- _Extrait choisi_
-----

Depuis le mois d’octobre 2017, une conciergerie a ouvert dans le quartier du Blosne, au sud de Rennes. Portée par l’association le p’tit Blosneur, elle tente de récréer du lien social en proposant activités et échanges de services.

Au milieu du centre commercial Sainte-Elisabeth, à deux pas de l’hôpital sud de Rennes, la Conciergerie est un îlot atypique. Le rideau de fer désespérément fermé d’un espace commercial inoccupé fait face à sa devanture lumineuse et à sa cabane à dons, où sont déposés livres et revues en libre accès.

À l’intérieur, les murs clairs et la décoration colorée tranchent avec les passages vétustes du centre. Une dizaine de jeunes retraités s’y active dans la bonne humeur, bavardant et riant ensemble. Ils préparent un buffet à partir des invendus récupérés auprès de grandes surfaces ; une manière d’alerter sur le gaspillage alimentaire.

conciergerie

« L’idée de la conciergerie, c’était de recréer de l’entraide et du partage entre les habitants du quartier », explique Claire-Agnès Froment. À l’origine de cette initiative, elle est depuis salariée du P’tit Blosneur, l’association qui porte le projet. D’un geste, elle écarte tous les documents budgétaires et demandes de financements qui s’entassent sur sa table, pour expliquer le fonctionnement du lieu. L’ambition, explique-t-elle, « c’est se rendre tous les petits services du quotidien entre habitants. » Si une personne a besoin d’aide, elle pourra contacter la conciergerie, qui transmettra la demande à ses adhérents.

-----

- _Lignes fournies_
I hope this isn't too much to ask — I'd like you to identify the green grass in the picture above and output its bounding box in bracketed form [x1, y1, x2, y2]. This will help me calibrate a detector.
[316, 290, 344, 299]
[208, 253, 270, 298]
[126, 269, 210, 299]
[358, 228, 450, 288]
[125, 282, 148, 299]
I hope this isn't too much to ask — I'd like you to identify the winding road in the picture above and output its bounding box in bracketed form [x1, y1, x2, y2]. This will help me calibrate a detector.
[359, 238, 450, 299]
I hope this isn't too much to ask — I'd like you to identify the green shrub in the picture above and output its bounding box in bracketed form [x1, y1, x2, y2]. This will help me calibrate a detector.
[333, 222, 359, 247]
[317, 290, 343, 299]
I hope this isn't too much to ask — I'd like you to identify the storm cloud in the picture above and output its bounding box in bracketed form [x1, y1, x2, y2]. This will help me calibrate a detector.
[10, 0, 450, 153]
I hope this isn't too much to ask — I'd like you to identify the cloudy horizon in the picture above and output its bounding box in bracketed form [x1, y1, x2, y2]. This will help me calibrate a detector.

-----

- _À faire_
Poursuivez l'article sur la conciergerie du Blosne en reprenant juste après sa dernière phrase.

- _Zone de réponse_
Certains demandent à ce qu’on leur prête un outil bien particulier, d’autres auraient besoin d’un peu de bricolage, pour monter un meuble ou pour fixer une bâche. En tout, trente de ces services ont pu être rendus depuis l’installation de la conciergerie dans ce centre, en octobre 2017. De mémoire, Claire-Agnès Froment en énumère une volée : « on a réparé des vélos, des imprimantes, taillé des arbres, réparé une cabine de jardin qui menaçait de s’effondrer, emmené une personne à la gare parce qu’elle s’était faite une entorse, on a gardé des chats… ».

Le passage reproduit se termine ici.